What to do. Print the listing below in its entirety, character for character.

++++ Records supplied

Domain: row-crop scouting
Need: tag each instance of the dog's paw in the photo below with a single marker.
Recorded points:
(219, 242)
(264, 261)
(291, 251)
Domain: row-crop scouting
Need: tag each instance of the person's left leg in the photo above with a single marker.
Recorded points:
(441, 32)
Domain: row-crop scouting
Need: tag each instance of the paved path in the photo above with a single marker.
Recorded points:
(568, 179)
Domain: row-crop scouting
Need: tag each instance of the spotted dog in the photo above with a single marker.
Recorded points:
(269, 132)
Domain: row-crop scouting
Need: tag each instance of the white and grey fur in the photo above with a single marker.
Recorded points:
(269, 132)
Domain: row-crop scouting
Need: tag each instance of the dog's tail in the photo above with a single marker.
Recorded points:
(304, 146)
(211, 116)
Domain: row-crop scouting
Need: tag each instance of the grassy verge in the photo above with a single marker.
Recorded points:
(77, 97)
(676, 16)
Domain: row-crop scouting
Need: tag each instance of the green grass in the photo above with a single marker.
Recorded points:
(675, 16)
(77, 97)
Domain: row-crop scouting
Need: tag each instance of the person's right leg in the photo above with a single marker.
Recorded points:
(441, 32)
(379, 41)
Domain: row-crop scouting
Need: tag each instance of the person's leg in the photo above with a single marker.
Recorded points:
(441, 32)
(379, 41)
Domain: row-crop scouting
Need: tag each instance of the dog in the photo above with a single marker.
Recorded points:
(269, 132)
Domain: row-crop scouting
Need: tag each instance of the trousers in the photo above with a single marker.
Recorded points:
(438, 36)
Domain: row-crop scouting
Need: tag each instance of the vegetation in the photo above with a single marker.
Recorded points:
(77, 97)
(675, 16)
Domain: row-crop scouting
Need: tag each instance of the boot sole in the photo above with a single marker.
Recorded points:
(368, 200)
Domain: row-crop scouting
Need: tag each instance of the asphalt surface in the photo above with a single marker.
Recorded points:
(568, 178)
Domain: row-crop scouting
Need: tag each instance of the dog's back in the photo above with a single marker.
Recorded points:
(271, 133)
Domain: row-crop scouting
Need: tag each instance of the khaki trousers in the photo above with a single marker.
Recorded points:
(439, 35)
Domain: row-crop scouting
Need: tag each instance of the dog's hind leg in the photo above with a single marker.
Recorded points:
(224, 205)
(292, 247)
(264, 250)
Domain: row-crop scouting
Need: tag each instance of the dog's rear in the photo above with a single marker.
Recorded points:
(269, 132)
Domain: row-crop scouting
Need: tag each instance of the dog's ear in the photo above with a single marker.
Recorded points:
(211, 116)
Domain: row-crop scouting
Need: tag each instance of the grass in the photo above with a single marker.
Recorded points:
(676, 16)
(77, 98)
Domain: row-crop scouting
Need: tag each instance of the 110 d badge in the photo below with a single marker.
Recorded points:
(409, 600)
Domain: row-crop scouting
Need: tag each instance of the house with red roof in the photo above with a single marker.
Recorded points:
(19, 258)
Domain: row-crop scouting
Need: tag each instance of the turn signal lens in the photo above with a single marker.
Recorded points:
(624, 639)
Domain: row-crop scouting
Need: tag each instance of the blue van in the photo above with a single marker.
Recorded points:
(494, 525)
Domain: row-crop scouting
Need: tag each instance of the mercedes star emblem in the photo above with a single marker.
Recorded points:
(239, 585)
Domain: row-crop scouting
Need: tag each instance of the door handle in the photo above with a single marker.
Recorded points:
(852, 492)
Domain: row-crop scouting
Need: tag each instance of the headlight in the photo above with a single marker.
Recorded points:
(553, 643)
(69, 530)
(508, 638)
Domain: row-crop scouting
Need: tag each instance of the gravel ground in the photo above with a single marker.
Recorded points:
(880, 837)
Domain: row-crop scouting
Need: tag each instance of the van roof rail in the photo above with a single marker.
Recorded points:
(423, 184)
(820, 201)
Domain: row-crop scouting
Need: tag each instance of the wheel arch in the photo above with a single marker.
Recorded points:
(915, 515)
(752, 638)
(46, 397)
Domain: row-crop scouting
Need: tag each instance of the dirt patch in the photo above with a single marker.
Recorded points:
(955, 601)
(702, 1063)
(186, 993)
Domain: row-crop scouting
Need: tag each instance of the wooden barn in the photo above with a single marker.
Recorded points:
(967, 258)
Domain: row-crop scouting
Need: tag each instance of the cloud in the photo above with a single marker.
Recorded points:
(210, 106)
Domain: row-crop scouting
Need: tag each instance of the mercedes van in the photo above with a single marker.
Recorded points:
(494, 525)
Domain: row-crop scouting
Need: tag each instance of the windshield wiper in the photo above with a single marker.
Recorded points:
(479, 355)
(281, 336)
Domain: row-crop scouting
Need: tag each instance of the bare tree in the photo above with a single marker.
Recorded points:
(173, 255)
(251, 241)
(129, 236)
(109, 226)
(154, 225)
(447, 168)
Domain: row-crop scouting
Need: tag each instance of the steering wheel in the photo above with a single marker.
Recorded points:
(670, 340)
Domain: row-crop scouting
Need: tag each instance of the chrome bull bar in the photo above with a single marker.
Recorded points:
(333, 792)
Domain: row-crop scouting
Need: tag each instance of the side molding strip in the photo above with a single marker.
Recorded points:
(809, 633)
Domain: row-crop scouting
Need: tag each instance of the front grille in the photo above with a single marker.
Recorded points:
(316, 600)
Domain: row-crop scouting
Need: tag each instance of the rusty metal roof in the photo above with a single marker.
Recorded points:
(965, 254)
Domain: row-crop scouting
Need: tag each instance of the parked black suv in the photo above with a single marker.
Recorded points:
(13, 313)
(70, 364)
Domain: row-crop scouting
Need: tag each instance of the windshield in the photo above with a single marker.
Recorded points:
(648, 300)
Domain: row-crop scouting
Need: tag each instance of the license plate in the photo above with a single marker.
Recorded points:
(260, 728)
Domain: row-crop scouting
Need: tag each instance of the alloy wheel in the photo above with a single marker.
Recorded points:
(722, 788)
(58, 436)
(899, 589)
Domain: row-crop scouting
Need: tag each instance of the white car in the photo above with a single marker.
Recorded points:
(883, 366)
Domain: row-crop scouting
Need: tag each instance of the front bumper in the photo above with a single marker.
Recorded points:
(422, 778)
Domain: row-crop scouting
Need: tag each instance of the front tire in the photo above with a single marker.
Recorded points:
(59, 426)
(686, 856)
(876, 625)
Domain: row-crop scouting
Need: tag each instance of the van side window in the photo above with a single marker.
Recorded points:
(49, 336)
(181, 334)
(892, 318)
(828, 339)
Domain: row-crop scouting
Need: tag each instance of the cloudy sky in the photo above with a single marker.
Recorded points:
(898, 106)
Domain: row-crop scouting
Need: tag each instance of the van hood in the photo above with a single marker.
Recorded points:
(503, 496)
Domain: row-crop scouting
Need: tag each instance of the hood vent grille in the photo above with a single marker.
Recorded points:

++++++++

Answer for the task.
Domain: row-crop scouting
Need: tag each instance of the dog's paw in the photo below with a single marker.
Recorded points:
(219, 242)
(264, 261)
(291, 251)
Domain: row-crop scouting
Need: tag each instance of the person's left leg in the photo above with a single marker.
Recorded points:
(441, 32)
Domain: row-crop scouting
Need: tag each instance of the paved path in the photo above with a single marker.
Recorded points:
(568, 179)
Domain: row-crop scouting
Need: tag each instance of the spotted dog in the photo above with a single marker.
Recorded points:
(269, 132)
Domain: row-crop scouting
Need: tag each instance of the white and grey fur in the photo above with a single marker.
Recorded points:
(269, 132)
Domain: row-crop scouting
Need: tag each instance of the dog's tail in the photo above with a single marker.
Recorded points:
(304, 146)
(211, 116)
Domain: row-crop scouting
Need: tag each instance of the grassy verge in the photo above with a single marker.
Recorded points:
(77, 97)
(676, 16)
Domain: row-crop scouting
Need: tag each instance of the green grass in the photo above with a single marker.
Recorded points:
(675, 16)
(77, 97)
Domain: row-crop scouting
Need: tag each instance of the person's right leg in the photo above with a single marker.
Recorded points:
(441, 32)
(379, 41)
Domain: row-crop scouting
Need: tag each instance of the person's leg in the photo above with a single marker.
Recorded points:
(441, 32)
(379, 41)
Domain: row-crop scouting
Need: tag each instance of the dog in the photo above with a single marker.
Recorded points:
(269, 132)
Domain: row-crop scouting
Need: tag each instance of the trousers in the photo above with a single marker.
Recorded points:
(438, 36)
Domain: row-crop scouting
Need: tag each instance of the vegetation in the photo above with a single marker.
Recorded points:
(77, 97)
(675, 16)
Domain: row-crop scouting
Need: tag each instance of the boot sole in the photo above with a single marker.
Recorded points:
(368, 200)
Domain: row-crop scouting
Need: tag each instance of the asphalt surface in the photo above with a single marker.
Recorded points:
(568, 178)
Domain: row-crop scouting
Need: tag each instance of the dog's back in the photo above with a single marker.
Recorded points:
(271, 133)
Domain: row-crop scouting
Need: tag each instance of the khaki trousers in the photo above with a single marker.
Recorded points:
(439, 35)
Domain: row-crop scouting
Need: tag each instance of the dog's hind leg in the photo above with a single marker.
Recorded points:
(224, 205)
(292, 247)
(264, 250)
Domain: row-crop scouting
Need: tag each instance of the dog's rear in the photo above with a single marker.
Recorded points:
(269, 132)
Domain: row-crop scouting
Need: tag each instance of the dog's ear in the photo above with a single marker.
Recorded points:
(211, 116)
Domain: row-crop scouting
Need: tag each instance of the grass in the photo above with a single marker.
Recorded points:
(676, 16)
(77, 98)
Domain: row-crop scouting
Need: tag each instance of the 110 d badge in the photo below with a single marker.
Recorded points:
(409, 600)
Domain: row-crop scouting
Need: tag each instance of the house with red roof in the photo above with a single marker.
Recorded points:
(19, 258)
Domain: row-crop scouting
Need: tag each instance of the turn signal lens in the photo above with a single marker.
Recorded points:
(624, 639)
Domain: row-crop scouting
Need: tag each instance of the blue van in the photo above with a single marker.
Recorded points:
(494, 525)
Domain: row-crop scouting
Need: tag each instance of the mercedes star emblem in the photo above with a single marker.
Recorded points:
(239, 585)
Domain: row-crop scouting
Need: tag each instance of the door handle in the photo above with a single marker.
Recorded points:
(852, 492)
Domain: row-crop scouting
Need: tag each instance of the headlight in the photo above with a single marker.
Recorded points:
(553, 643)
(69, 530)
(508, 638)
Domain: row-crop scouting
Need: tag each instance of the gravel ground in the photo above with a single marker.
Recorded points:
(880, 837)
Domain: row-crop scouting
Need: tag each instance of the van roof rail in the photo above with a single marker.
Recorded points:
(423, 184)
(820, 201)
Domain: row-crop scouting
Need: tag each instance of the wheel arch in the photo above with a single marker.
Recorded points:
(915, 515)
(752, 638)
(46, 397)
Domain: row-crop scouting
Need: tag each instance of the dirt patch in the photo above with a single marker.
Recorded points:
(955, 601)
(702, 1063)
(186, 993)
Domain: row-crop scouting
Need: tag each instance of the wooden barn in the photo above with a single marker.
Recorded points:
(967, 258)
Domain: row-crop scouting
Need: tag each instance of the cloud in the photo above with a single marker.
Recorded points:
(210, 106)
Domain: row-crop scouting
Need: tag each instance of the mercedes van in the photo above with a single marker.
Recorded points:
(494, 525)
Domain: row-crop scouting
Need: tag each instance of the windshield wiper in the photo above with a single marker.
Recorded points:
(479, 355)
(281, 336)
Domain: row-crop scouting
Need: tag each instance of the bare tree in the photo above with a single marker.
Recorded points:
(173, 255)
(251, 241)
(129, 236)
(109, 226)
(154, 225)
(447, 168)
Domain: row-crop scouting
Need: tag each instance of the steering wheel in the photo above with a single marker.
Recorded points:
(670, 340)
Domain: row-crop scouting
Need: tag each instance of the chrome bull bar in the photo above with a single marker.
Recorded points:
(333, 792)
Domain: row-crop scouting
Need: tag each instance of the side molding strip in the photo above with a single marker.
Recorded points:
(809, 633)
Domain: row-crop scouting
Need: tag each instance of the front grille in the photo above with a single marker.
Recorded points:
(316, 600)
Domain: row-crop scouting
Need: tag each instance of the rusty metal roof in the photo above with a single marker.
Recorded points:
(965, 254)
Domain: row-crop scouting
Need: tag each instance of the parked black suv in the photo above with a single marker.
Recorded points:
(13, 313)
(70, 364)
Domain: row-crop scouting
Need: tag each instance of the windshield in the photo above with a single marker.
Recorded points:
(648, 300)
Domain: row-crop scouting
Need: tag each instance of the license plate in the photo above with a single marker.
Recorded points:
(260, 728)
Domain: row-crop scouting
Need: tag each instance of the alloy wheel in the photo above with a single marker.
Recorded points:
(722, 788)
(58, 436)
(899, 589)
Domain: row-crop scouting
Need: tag each instance of the white car in the photo above with a single marker.
Recorded points:
(883, 366)
Domain: row-crop scouting
Need: tag each instance of the front bumper in the photo above with a single marker.
Recorded points:
(422, 778)
Domain: row-crop scouting
Need: tag each instance of the front tire in the photo above with a single marker.
Recorded points:
(59, 426)
(686, 856)
(876, 625)
Domain: row-crop scouting
Need: tag each instance of the van side window in the photo above with a single marker.
Recorded points:
(49, 336)
(181, 334)
(892, 318)
(828, 339)
Domain: row-crop scouting
Need: tag each instance of the cloudy sky in the photo above with a single marker.
Recorded points:
(898, 106)
Domain: row-crop scouting
Need: tag each instance of the van hood in the photo above with a single marker.
Recorded points:
(503, 496)
Domain: row-crop scouting
Need: tag each instance of the hood vent grille in the photo above with a single marker.
Recorded points:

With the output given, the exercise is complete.